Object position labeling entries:
□ □ □
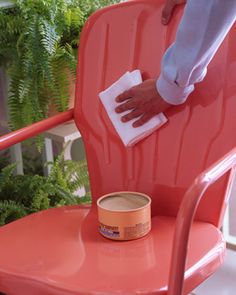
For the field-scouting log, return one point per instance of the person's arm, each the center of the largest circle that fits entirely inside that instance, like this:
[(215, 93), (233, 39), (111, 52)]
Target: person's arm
[(202, 29)]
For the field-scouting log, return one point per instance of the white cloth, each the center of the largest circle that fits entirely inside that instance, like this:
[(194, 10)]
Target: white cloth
[(203, 27), (128, 134)]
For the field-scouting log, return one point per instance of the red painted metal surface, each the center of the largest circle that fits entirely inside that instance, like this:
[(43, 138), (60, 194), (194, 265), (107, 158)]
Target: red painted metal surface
[(60, 251), (34, 129)]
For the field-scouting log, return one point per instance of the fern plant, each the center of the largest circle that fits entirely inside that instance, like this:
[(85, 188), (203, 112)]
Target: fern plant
[(24, 194), (38, 42)]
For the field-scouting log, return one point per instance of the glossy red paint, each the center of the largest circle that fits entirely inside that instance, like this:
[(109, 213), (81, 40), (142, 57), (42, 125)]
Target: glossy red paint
[(34, 129), (60, 251)]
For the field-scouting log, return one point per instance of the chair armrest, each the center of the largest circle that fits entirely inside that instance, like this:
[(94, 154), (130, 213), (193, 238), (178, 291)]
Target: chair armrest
[(34, 129), (185, 218)]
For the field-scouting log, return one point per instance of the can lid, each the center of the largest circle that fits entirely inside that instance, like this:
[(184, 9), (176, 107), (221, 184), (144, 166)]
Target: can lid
[(124, 201)]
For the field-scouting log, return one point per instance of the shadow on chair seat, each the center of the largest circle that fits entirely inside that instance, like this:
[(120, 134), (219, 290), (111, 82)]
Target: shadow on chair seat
[(61, 252)]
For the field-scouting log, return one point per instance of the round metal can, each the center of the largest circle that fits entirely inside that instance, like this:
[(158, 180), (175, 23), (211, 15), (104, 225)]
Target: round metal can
[(124, 215)]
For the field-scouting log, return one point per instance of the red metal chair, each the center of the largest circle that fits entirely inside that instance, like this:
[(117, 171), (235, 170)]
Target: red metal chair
[(186, 167)]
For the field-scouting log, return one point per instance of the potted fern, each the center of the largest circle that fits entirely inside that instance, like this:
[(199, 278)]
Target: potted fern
[(38, 48)]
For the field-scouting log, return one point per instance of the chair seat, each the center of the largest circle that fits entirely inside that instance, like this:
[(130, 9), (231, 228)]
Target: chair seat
[(59, 251)]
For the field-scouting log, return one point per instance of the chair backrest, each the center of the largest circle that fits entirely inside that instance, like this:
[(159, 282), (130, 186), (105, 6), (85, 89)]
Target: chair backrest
[(130, 36)]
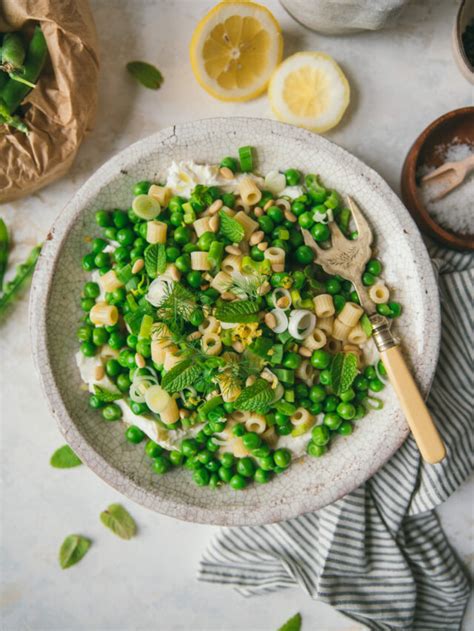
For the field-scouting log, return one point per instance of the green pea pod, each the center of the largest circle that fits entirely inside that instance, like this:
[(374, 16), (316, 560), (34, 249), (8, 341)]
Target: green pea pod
[(13, 52), (14, 92), (23, 271), (3, 250)]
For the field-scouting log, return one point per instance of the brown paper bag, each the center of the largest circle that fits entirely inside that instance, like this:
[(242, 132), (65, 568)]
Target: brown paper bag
[(61, 109)]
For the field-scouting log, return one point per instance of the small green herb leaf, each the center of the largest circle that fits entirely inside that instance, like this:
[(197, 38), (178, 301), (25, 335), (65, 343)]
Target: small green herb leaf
[(107, 396), (64, 458), (241, 311), (231, 228), (293, 624), (155, 259), (181, 375), (73, 548), (256, 397), (119, 520), (146, 74), (343, 371)]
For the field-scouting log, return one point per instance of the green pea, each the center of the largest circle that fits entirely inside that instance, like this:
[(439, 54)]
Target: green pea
[(317, 394), (332, 420), (141, 188), (103, 218), (321, 434), (320, 232), (160, 465), (293, 177), (304, 255), (320, 359), (238, 482), (261, 476), (182, 235), (374, 266), (345, 428), (306, 220), (88, 349), (152, 449), (316, 450), (282, 458), (112, 412)]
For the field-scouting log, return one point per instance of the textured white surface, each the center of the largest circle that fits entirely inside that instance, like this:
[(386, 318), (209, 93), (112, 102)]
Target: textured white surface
[(149, 583)]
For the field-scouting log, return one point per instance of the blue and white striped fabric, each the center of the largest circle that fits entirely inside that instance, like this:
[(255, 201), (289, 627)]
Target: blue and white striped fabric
[(379, 554)]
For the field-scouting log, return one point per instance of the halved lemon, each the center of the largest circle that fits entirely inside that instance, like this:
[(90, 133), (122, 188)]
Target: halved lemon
[(309, 89), (235, 49)]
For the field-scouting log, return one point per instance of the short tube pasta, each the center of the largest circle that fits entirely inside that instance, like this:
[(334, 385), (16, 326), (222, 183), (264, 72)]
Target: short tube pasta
[(211, 344), (276, 256), (249, 191), (379, 293), (156, 232), (324, 305), (316, 339), (200, 262), (351, 314), (103, 314)]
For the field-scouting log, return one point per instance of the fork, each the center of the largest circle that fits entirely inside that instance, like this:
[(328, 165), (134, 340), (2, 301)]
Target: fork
[(459, 170), (348, 259)]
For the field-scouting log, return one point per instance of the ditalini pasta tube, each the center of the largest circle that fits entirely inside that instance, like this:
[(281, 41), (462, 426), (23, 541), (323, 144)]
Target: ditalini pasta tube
[(379, 293), (351, 314), (156, 232), (103, 314), (249, 191), (200, 262), (324, 305)]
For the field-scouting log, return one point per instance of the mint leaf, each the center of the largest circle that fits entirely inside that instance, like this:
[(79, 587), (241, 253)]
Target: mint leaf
[(72, 550), (256, 397), (146, 74), (293, 624), (119, 520), (241, 311), (343, 372), (231, 228), (106, 396), (155, 259), (181, 375), (64, 458)]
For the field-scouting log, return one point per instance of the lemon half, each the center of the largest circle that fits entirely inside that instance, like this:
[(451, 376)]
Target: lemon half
[(310, 90), (235, 49)]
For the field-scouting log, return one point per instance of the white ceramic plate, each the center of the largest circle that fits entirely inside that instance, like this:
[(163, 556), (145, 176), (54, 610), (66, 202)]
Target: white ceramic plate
[(55, 313)]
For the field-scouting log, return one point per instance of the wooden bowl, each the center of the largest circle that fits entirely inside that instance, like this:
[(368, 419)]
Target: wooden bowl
[(456, 124)]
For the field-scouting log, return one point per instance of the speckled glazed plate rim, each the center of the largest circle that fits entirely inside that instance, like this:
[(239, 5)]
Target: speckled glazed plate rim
[(176, 507)]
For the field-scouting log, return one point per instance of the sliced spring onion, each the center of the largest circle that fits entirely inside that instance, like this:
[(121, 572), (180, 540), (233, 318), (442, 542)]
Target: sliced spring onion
[(146, 207), (302, 323), (282, 320), (246, 159)]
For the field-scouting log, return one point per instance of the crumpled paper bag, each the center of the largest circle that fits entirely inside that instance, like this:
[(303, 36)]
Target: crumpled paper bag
[(61, 109)]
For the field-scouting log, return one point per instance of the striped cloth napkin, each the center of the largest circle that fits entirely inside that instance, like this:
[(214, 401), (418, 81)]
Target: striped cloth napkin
[(379, 554)]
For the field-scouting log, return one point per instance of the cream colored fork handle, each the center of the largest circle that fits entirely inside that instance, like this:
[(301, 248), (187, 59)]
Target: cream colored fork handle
[(418, 417)]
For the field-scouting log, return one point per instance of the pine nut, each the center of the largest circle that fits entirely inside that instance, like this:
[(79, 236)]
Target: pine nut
[(257, 237), (215, 206), (138, 266), (270, 320), (140, 360), (226, 173), (99, 373)]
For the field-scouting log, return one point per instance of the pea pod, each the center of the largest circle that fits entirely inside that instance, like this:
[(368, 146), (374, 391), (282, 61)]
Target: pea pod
[(14, 92), (13, 52), (22, 273), (3, 250)]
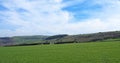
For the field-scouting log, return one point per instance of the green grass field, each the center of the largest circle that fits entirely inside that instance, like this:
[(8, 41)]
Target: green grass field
[(94, 52)]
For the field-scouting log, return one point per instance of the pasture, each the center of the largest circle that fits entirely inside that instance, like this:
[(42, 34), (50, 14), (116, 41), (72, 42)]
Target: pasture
[(93, 52)]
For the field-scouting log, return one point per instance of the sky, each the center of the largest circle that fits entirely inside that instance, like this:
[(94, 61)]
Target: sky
[(51, 17)]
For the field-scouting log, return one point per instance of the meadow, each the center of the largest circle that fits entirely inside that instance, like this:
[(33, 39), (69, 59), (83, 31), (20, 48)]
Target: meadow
[(92, 52)]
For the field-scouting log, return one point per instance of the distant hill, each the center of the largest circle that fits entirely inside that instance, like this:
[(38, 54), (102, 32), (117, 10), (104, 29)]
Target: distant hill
[(58, 39)]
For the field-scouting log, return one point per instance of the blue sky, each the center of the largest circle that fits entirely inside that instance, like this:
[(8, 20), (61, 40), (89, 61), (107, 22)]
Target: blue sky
[(51, 17)]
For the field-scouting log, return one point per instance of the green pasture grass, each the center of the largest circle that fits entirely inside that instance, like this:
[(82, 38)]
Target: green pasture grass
[(93, 52)]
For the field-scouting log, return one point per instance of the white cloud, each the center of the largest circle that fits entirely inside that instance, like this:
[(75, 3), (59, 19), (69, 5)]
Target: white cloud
[(46, 17)]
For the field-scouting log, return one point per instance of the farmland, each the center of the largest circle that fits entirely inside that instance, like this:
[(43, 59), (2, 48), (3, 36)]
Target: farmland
[(92, 52)]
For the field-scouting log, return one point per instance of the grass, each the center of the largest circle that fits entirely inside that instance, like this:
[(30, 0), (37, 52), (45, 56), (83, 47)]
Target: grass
[(94, 52)]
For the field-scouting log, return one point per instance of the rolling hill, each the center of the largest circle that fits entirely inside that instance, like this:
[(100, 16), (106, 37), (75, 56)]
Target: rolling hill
[(58, 39)]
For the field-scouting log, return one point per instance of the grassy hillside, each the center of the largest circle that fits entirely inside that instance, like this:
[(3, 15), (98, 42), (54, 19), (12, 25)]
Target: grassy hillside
[(93, 52), (58, 39)]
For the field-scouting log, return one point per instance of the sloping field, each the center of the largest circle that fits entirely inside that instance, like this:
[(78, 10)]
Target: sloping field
[(93, 52)]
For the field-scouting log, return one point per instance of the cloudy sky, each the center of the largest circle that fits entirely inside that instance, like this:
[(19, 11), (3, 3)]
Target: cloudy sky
[(50, 17)]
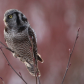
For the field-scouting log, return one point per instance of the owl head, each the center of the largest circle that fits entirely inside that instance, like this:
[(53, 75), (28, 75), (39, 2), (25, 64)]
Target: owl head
[(14, 19)]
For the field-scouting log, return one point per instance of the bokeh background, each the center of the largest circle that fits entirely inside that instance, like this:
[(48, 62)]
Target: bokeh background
[(55, 23)]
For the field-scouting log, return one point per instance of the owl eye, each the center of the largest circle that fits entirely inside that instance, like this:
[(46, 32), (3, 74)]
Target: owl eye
[(10, 16)]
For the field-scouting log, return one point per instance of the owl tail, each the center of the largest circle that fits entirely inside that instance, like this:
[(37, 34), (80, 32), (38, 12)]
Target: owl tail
[(33, 70)]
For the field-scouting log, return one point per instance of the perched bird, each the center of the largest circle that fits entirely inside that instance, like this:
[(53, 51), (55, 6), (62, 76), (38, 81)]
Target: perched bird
[(21, 39)]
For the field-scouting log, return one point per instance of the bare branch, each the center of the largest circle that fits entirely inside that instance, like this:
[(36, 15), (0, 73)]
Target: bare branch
[(12, 67), (70, 56), (2, 80)]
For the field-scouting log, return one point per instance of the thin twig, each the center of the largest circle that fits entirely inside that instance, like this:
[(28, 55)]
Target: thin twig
[(2, 80), (70, 56), (12, 67), (39, 80)]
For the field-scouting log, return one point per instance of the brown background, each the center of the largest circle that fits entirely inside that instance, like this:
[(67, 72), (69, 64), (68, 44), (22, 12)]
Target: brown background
[(55, 23)]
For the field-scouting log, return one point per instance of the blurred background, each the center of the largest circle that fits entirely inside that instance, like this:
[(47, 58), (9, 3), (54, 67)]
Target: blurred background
[(55, 23)]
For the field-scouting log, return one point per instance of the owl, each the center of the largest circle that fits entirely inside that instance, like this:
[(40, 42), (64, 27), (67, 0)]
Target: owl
[(21, 39)]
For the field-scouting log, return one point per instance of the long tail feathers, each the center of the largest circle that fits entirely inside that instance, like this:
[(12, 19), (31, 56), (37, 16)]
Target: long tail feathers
[(39, 58)]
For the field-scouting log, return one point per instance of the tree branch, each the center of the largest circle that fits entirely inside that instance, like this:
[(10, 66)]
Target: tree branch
[(11, 66), (70, 56)]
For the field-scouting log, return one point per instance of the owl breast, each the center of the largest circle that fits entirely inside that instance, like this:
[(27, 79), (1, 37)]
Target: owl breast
[(20, 44)]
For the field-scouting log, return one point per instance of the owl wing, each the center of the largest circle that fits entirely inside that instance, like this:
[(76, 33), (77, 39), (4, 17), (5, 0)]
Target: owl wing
[(33, 37)]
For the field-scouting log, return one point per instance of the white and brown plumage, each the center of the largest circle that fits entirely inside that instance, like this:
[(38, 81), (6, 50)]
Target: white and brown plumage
[(20, 38)]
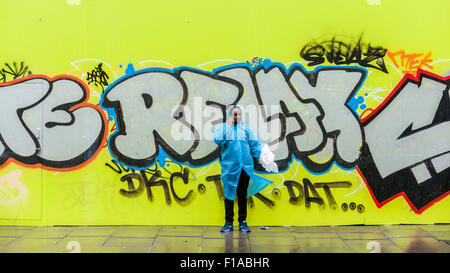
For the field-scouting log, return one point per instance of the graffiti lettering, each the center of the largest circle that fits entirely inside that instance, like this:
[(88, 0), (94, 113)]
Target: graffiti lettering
[(303, 124), (8, 72), (407, 152), (98, 77), (313, 117), (52, 113), (339, 52), (409, 63)]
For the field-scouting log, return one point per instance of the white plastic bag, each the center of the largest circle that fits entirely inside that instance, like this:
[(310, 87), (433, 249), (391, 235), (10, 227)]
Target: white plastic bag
[(267, 159)]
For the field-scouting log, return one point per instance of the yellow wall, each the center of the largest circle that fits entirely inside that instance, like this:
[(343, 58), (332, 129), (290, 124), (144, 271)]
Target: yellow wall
[(68, 39)]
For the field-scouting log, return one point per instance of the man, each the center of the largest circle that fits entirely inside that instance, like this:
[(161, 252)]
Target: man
[(238, 145)]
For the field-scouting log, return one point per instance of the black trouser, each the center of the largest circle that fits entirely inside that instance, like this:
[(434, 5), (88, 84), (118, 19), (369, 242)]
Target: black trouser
[(242, 200)]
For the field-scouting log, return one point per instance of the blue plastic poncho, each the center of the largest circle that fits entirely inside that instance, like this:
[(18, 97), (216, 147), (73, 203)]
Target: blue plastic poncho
[(238, 145)]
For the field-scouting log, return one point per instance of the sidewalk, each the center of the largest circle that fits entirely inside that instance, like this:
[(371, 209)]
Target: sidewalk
[(208, 239)]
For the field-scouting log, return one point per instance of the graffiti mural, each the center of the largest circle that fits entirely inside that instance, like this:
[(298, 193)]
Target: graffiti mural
[(52, 113), (113, 125)]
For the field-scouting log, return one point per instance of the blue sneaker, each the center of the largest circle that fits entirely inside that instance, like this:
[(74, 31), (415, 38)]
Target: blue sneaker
[(227, 227), (243, 227)]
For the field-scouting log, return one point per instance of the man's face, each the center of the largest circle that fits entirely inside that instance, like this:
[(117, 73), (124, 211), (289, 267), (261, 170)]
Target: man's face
[(236, 112)]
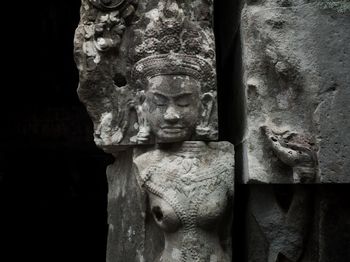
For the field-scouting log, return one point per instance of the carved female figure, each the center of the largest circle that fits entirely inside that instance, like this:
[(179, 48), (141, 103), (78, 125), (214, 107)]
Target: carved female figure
[(189, 184)]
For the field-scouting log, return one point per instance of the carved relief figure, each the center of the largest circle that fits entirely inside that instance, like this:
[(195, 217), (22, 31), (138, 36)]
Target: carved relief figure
[(190, 190), (189, 184), (296, 151), (174, 76)]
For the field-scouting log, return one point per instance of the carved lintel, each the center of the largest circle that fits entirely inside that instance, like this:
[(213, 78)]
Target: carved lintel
[(120, 60)]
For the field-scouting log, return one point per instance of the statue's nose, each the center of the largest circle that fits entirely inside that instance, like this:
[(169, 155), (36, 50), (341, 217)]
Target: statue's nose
[(171, 114)]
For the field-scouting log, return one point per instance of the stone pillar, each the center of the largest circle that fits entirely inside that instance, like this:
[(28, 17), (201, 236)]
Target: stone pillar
[(296, 75)]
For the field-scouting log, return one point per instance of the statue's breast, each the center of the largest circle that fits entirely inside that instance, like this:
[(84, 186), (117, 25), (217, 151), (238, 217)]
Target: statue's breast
[(201, 204)]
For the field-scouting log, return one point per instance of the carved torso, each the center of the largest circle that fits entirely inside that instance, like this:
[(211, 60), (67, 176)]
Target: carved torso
[(190, 190)]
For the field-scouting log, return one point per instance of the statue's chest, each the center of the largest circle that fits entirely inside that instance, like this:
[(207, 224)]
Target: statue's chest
[(184, 192)]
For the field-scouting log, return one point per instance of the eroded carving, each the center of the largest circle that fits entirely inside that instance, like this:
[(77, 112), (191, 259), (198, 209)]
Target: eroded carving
[(190, 190), (296, 151), (120, 61), (284, 216)]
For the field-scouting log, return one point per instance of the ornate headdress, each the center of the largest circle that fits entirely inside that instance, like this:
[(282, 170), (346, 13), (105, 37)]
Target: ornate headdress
[(171, 44)]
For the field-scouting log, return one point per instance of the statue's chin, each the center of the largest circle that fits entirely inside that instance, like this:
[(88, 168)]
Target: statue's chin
[(172, 135)]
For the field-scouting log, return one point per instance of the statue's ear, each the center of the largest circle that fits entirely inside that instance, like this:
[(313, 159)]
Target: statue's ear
[(140, 95), (203, 128)]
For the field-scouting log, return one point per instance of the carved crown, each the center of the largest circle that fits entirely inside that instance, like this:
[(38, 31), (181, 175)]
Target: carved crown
[(171, 44)]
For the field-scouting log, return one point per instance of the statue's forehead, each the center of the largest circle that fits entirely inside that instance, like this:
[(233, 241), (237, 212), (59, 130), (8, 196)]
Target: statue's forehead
[(173, 84)]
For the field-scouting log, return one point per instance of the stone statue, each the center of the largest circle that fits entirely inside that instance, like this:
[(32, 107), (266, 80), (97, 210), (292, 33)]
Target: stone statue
[(190, 192), (148, 80), (189, 184)]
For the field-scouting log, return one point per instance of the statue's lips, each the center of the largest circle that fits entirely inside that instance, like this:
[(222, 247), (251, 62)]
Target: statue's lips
[(172, 129)]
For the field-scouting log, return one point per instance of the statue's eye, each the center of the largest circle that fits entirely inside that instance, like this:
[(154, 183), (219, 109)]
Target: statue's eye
[(183, 101), (107, 4), (160, 100)]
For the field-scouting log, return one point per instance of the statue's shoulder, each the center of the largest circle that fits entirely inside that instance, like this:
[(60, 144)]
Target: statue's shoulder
[(224, 162)]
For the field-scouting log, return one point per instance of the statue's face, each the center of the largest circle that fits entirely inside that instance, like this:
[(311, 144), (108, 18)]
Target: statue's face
[(172, 107)]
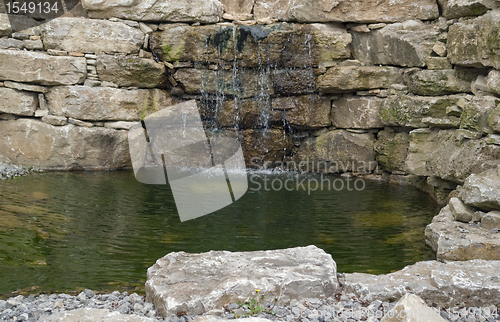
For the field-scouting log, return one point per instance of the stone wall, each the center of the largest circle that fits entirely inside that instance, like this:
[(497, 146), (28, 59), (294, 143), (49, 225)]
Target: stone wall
[(411, 85)]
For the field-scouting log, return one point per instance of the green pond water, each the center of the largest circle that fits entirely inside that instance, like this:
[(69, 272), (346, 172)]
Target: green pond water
[(102, 230)]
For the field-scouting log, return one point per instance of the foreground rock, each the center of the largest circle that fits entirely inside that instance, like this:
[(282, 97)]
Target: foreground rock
[(469, 283), (411, 308), (35, 143), (458, 241), (482, 190), (196, 283)]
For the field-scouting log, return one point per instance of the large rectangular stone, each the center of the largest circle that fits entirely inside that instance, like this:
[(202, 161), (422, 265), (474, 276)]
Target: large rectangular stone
[(354, 112), (40, 68), (346, 10), (476, 42), (105, 103), (35, 143), (91, 36), (402, 44), (130, 71), (288, 45), (16, 102), (358, 78)]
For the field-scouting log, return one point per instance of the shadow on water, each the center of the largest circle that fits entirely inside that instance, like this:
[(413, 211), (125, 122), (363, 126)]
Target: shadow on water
[(102, 230)]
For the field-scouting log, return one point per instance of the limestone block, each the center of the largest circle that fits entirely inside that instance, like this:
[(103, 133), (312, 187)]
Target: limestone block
[(40, 68), (196, 283), (82, 35)]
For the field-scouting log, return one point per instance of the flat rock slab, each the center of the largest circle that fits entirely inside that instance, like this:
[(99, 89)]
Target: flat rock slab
[(196, 283), (93, 315), (467, 283)]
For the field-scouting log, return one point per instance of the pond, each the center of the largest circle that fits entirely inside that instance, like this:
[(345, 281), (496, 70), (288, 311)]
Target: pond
[(102, 230)]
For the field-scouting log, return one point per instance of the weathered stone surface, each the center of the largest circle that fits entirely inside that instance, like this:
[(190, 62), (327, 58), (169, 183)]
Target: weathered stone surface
[(403, 44), (410, 110), (91, 36), (354, 112), (294, 81), (339, 151), (449, 155), (466, 8), (16, 102), (93, 315), (482, 190), (491, 220), (105, 103), (34, 143), (440, 82), (40, 68), (289, 45), (411, 308), (197, 283), (206, 11), (392, 149), (130, 71), (266, 145), (493, 81), (476, 113), (454, 240), (238, 7), (475, 42), (345, 11), (450, 284), (460, 211), (353, 78), (242, 83)]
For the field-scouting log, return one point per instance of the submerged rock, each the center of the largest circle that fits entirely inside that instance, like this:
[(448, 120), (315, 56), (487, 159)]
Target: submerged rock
[(196, 283)]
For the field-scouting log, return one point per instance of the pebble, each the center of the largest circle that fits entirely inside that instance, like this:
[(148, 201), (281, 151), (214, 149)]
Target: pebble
[(349, 308)]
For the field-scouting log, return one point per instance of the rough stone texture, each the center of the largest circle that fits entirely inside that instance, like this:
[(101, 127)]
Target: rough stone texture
[(477, 112), (303, 112), (403, 44), (93, 315), (453, 240), (105, 103), (267, 145), (493, 81), (411, 308), (449, 154), (34, 143), (293, 81), (356, 112), (491, 220), (339, 151), (345, 11), (196, 283), (392, 149), (16, 102), (130, 71), (82, 35), (440, 82), (482, 190), (460, 211), (466, 8), (476, 42), (288, 45), (354, 78), (206, 11), (469, 283), (410, 110), (243, 84), (40, 68)]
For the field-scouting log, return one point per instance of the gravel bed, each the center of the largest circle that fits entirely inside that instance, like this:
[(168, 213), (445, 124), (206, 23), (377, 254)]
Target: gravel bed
[(9, 171), (344, 308)]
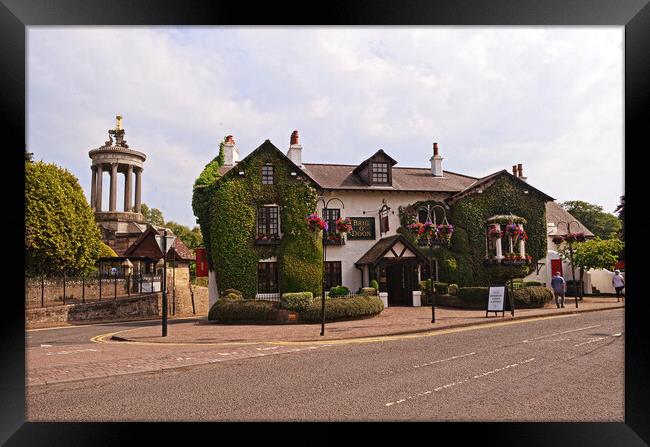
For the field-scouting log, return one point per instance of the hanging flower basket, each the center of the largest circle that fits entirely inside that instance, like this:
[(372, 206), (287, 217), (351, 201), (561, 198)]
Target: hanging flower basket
[(343, 225), (494, 232), (315, 223)]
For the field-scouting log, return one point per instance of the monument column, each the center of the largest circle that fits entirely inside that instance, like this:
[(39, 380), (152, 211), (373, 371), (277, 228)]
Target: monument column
[(138, 189), (113, 192), (98, 198), (127, 188), (93, 188)]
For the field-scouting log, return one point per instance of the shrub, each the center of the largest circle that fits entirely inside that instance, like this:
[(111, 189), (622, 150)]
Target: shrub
[(343, 308), (533, 296), (296, 301), (232, 291), (238, 310), (474, 297), (339, 291)]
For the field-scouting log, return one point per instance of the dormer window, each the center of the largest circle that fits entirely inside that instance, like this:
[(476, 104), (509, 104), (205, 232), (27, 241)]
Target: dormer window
[(379, 172), (268, 175)]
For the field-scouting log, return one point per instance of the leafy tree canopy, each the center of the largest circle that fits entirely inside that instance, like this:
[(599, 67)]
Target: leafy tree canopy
[(595, 253), (60, 230), (191, 237), (604, 225)]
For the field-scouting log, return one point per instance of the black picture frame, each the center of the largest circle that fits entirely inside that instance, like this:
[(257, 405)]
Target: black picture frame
[(16, 15)]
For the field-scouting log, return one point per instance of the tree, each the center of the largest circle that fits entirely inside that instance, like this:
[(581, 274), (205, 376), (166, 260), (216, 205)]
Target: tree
[(601, 224), (620, 211), (593, 254), (60, 230), (152, 215), (191, 238)]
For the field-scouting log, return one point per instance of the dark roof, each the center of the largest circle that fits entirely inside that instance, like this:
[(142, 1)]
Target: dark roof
[(487, 178), (555, 213), (380, 153), (267, 145), (331, 176), (381, 247)]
□ □ □
Exercise directions
Write out again, exactly, the lines from the one holding "of the dormer" through the end of the listing, with both ends included.

Written answer
For the field-scouting log, return one point per instance of the dormer window, each the center of the largest circle that fits entirely inside that instance, like this:
[(476, 104), (509, 104), (205, 232), (27, 241)]
Target: dormer window
[(379, 172), (268, 175)]
For the field-scouting log, return one point per instance of the leafy tree canopy, each the center of the largest circle that fits entirely inside that instance, like this:
[(599, 67)]
Target: leafy tree canopy
[(595, 253), (60, 230), (191, 237), (604, 225)]
For the field-scouting log, return one point per instance of the black picture frame, each the center of the largest circle that fits entirely inside that instance, like this:
[(257, 405)]
Target: black picture frame
[(16, 15)]
For the field-scouting log, return one point per instance of the tree, each the center of the largest circle that fits entirely inside that instance, like this:
[(581, 274), (205, 376), (166, 260), (216, 205)]
Target: tree
[(601, 224), (620, 211), (593, 254), (60, 230), (152, 215), (191, 238)]
For the field-scouting log, return one point per instance of the dark roof, each the center of the largest circle that fits entirely inside that instance, like this:
[(142, 1)]
Target: dark roof
[(487, 178), (555, 213), (380, 153), (267, 145), (331, 176), (381, 247)]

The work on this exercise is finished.